■ **YOUR TASK**
Can you find every line in the records below that contains the word "person" and copy each one out?

━━ DATA EXTRACT ━━

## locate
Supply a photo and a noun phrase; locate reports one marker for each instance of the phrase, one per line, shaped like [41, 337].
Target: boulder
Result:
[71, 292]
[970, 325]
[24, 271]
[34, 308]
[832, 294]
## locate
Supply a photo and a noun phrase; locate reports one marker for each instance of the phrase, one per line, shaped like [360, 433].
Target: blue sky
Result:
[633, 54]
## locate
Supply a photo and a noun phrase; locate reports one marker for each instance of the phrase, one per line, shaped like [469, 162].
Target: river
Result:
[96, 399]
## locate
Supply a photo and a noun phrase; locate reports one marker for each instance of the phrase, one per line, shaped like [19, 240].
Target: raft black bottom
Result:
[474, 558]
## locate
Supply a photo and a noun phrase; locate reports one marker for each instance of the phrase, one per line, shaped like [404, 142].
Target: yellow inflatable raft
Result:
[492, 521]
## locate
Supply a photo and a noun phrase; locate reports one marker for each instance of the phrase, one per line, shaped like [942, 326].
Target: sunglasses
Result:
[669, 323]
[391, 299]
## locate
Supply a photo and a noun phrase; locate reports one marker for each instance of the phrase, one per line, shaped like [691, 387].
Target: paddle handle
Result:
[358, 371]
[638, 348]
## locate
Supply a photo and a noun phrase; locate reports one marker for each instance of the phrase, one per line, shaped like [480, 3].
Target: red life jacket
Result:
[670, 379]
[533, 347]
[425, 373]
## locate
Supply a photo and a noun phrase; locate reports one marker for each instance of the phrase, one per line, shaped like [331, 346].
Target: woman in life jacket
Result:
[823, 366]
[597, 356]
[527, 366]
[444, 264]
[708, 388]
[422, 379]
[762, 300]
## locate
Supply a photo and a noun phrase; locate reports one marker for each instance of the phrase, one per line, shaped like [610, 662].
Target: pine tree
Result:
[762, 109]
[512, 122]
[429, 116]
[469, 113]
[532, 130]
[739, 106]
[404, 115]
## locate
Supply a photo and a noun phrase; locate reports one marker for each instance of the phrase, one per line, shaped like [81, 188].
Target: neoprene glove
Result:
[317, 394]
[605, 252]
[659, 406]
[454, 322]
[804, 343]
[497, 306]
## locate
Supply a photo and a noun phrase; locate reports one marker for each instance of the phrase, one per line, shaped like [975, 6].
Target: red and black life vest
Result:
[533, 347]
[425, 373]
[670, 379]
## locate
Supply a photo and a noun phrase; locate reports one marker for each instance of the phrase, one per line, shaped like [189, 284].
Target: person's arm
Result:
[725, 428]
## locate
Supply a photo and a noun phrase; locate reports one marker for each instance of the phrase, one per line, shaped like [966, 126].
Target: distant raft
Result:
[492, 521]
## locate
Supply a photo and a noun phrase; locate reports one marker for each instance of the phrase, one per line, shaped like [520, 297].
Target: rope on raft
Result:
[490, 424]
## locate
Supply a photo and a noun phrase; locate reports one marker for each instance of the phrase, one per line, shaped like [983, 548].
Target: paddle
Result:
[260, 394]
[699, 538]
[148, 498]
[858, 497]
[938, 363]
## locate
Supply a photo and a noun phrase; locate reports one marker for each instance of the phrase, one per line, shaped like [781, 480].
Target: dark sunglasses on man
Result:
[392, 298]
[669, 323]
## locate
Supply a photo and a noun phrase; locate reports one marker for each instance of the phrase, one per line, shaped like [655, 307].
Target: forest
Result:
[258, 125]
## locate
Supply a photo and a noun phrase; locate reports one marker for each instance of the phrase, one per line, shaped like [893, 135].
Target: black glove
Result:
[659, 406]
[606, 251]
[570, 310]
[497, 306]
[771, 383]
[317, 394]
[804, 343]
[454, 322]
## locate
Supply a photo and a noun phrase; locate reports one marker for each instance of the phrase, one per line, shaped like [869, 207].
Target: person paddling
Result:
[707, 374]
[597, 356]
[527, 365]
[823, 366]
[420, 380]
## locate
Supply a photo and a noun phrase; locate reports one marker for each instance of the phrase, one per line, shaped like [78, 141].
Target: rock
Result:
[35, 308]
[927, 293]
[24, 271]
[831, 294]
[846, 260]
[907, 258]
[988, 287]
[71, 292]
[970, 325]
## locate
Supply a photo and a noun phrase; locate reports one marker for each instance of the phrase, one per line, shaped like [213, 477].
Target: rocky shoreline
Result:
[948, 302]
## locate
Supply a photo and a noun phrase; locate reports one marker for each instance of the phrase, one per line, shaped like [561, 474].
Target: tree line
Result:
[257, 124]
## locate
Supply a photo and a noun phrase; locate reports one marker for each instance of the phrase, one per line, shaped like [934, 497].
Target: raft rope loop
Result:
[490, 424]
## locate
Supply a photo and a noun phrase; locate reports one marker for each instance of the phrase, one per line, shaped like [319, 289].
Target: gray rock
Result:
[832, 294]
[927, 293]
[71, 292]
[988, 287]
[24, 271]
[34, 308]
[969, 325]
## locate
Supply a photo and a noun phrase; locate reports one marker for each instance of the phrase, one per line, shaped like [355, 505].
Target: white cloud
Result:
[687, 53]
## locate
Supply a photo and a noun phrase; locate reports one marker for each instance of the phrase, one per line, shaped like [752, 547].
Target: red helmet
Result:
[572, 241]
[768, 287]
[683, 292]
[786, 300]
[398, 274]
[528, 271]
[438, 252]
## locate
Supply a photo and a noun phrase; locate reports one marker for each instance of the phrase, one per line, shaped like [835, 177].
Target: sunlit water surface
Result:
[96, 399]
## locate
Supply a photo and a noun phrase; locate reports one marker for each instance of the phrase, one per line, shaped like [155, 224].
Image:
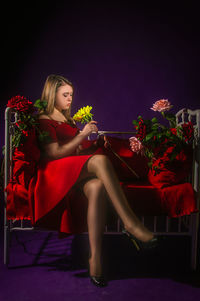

━━━

■ **COMPLETED EXERCISE**
Target: person's arm
Target: person paddling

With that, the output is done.